TASK DIRECTIONS:
In the listing below, begin at the line that has "of the grazing" and go through its last line, laying out each line as a row of a Markdown table with the columns Row and Line, numbered from 1 and skipping blank lines. Leave the pictures out of the answer.

# Start of MATERIAL FOR THIS TASK

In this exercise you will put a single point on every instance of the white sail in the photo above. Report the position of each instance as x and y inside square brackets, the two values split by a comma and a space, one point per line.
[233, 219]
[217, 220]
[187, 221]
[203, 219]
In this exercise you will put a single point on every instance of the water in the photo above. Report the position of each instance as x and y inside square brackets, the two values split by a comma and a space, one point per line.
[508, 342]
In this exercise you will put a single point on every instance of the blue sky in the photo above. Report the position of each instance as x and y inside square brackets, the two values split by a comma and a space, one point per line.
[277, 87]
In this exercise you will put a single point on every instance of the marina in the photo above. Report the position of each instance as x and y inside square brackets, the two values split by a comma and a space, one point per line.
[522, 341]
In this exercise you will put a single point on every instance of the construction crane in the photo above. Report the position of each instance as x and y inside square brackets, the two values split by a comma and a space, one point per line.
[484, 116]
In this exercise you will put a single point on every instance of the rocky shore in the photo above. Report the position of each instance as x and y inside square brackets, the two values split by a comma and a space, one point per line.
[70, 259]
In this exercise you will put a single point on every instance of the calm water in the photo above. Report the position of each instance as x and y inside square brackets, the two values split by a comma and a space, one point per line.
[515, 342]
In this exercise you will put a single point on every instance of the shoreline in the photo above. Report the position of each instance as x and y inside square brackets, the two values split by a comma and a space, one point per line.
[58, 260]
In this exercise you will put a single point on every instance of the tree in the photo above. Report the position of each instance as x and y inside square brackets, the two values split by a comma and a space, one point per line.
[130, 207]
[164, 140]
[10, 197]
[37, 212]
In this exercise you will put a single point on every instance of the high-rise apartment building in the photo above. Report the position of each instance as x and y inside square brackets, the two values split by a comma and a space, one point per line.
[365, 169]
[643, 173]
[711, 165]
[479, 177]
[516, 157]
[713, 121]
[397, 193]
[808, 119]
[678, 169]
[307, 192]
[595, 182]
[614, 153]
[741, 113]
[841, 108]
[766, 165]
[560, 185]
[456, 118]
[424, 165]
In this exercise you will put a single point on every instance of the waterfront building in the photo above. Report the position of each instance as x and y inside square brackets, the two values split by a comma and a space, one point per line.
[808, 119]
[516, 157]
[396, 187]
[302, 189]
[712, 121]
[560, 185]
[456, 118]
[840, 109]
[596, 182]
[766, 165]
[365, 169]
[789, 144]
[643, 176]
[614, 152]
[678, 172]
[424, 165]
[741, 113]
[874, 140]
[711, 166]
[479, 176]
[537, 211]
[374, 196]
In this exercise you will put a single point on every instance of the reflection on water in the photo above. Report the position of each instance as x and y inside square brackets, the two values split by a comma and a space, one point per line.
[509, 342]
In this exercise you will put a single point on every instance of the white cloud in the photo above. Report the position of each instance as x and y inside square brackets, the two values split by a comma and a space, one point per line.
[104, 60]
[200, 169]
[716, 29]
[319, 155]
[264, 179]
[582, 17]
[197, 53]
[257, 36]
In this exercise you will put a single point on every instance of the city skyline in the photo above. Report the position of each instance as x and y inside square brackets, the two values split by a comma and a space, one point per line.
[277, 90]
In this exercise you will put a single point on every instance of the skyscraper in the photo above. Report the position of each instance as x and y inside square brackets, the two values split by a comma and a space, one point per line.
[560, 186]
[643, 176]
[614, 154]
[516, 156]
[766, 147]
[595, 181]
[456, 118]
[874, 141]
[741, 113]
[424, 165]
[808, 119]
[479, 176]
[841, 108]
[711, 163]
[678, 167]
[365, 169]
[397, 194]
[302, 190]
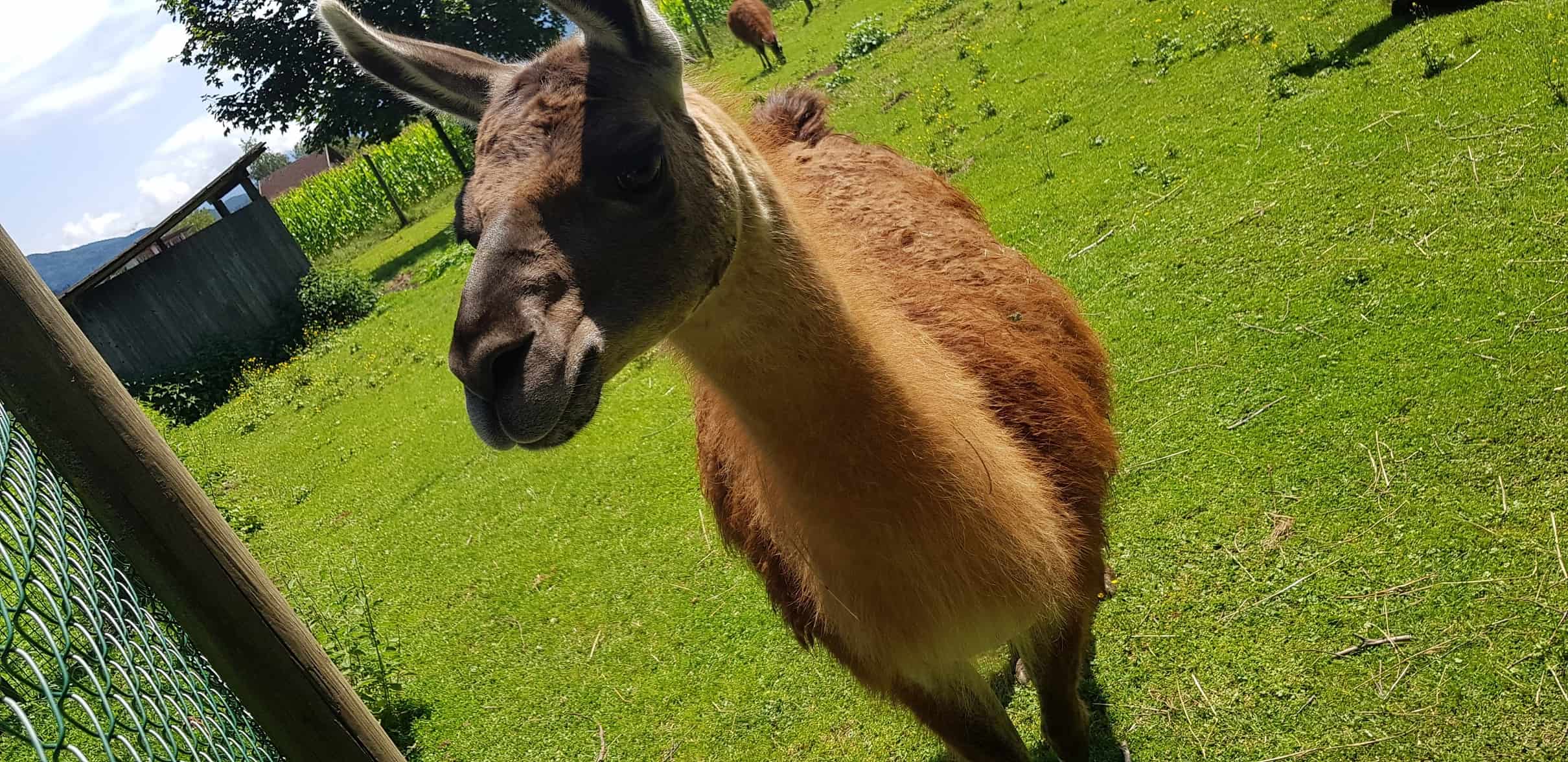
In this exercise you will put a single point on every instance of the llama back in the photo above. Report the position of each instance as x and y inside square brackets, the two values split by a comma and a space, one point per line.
[752, 23]
[1015, 327]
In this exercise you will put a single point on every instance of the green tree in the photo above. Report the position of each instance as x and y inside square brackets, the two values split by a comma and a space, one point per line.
[267, 163]
[275, 66]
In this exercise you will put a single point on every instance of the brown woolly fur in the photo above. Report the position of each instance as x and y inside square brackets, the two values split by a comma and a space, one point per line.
[1020, 355]
[752, 23]
[902, 424]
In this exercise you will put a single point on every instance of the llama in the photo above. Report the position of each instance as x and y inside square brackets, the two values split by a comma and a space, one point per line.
[752, 23]
[902, 424]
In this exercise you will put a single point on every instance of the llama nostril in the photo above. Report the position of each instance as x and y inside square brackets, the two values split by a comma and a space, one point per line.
[507, 366]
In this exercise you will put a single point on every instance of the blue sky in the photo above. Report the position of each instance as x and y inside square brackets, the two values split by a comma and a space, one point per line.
[99, 132]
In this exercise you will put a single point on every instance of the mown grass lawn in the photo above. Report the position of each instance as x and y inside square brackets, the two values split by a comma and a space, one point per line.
[1328, 256]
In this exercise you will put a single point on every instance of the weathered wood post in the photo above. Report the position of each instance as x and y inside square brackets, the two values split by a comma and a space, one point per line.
[446, 143]
[402, 218]
[697, 24]
[77, 411]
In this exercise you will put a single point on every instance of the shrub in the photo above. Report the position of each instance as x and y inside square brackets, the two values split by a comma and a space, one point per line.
[457, 256]
[864, 36]
[336, 297]
[708, 13]
[344, 617]
[339, 204]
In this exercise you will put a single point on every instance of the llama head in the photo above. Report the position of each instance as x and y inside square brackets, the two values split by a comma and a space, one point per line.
[598, 214]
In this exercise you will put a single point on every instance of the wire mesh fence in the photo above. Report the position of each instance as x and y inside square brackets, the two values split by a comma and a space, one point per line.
[91, 667]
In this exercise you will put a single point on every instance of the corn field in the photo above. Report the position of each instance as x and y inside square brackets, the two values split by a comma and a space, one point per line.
[339, 204]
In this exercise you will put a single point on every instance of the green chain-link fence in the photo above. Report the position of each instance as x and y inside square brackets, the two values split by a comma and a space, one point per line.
[91, 667]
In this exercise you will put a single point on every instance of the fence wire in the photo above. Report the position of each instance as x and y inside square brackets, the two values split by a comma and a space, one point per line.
[91, 667]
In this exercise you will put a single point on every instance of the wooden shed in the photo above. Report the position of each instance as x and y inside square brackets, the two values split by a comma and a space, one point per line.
[159, 308]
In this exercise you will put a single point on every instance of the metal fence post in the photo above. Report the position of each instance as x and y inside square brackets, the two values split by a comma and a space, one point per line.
[168, 531]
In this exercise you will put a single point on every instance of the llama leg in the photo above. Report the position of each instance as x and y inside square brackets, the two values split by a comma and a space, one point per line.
[1054, 658]
[962, 709]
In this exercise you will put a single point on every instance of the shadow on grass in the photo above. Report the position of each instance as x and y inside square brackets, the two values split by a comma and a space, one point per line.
[1404, 14]
[393, 267]
[397, 717]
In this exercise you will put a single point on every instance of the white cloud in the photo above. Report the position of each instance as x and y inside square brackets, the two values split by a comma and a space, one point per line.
[133, 99]
[165, 189]
[193, 133]
[95, 228]
[137, 66]
[189, 159]
[36, 32]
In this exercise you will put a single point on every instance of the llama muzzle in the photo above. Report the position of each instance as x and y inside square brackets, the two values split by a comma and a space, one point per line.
[527, 358]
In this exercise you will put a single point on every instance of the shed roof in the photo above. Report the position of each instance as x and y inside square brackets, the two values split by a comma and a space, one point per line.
[217, 189]
[297, 171]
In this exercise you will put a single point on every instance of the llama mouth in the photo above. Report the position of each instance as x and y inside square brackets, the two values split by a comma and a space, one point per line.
[534, 422]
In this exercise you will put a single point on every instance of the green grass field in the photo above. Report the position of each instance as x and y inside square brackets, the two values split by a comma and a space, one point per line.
[1327, 255]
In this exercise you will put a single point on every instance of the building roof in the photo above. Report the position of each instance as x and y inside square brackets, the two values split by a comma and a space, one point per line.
[297, 171]
[217, 189]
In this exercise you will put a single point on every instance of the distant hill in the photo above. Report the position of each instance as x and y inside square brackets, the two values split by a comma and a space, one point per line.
[65, 268]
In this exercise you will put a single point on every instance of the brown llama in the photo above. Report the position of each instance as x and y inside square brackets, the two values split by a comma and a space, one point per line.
[902, 424]
[752, 23]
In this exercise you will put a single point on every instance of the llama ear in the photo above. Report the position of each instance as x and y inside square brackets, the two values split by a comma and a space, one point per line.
[632, 29]
[443, 77]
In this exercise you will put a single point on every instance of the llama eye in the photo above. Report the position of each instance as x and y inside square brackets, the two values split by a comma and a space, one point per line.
[643, 176]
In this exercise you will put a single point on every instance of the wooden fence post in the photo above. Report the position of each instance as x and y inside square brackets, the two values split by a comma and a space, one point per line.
[446, 143]
[386, 189]
[697, 25]
[95, 435]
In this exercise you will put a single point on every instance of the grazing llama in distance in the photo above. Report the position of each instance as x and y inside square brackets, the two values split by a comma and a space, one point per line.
[752, 23]
[901, 422]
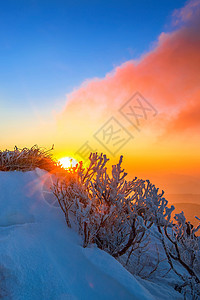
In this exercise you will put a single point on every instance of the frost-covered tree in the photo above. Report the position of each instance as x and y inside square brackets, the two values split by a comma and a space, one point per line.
[121, 216]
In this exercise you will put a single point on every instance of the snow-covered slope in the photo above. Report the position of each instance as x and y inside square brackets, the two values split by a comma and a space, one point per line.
[40, 258]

# End of MATERIAL FOR THIS TASK

ANSWER TO THE EXERCISE:
| Row | Line |
|---|---|
| 1 | In this exercise you will put a single point on every instance of the grazing llama in distance in the photo above. Report the position of each instance as x and y inside square brackets, the two values split by a comma and a space, one point per line. |
| 2 | [752, 23] |
| 3 | [901, 422] |
| 4 | In this exercise you will put a single point on every instance of the frost-covered tree in the photo above. Report the position of each instance as x and y inside square brackets, the two values split by a comma and a space, one point per line. |
| 5 | [121, 216] |
| 6 | In this exercise you will put a single point on every instance of the snow-covered slope in the photo above. Report the position of each instance as x and y inside square brackets, the two values split by a comma and a space, one point per line. |
| 7 | [40, 258] |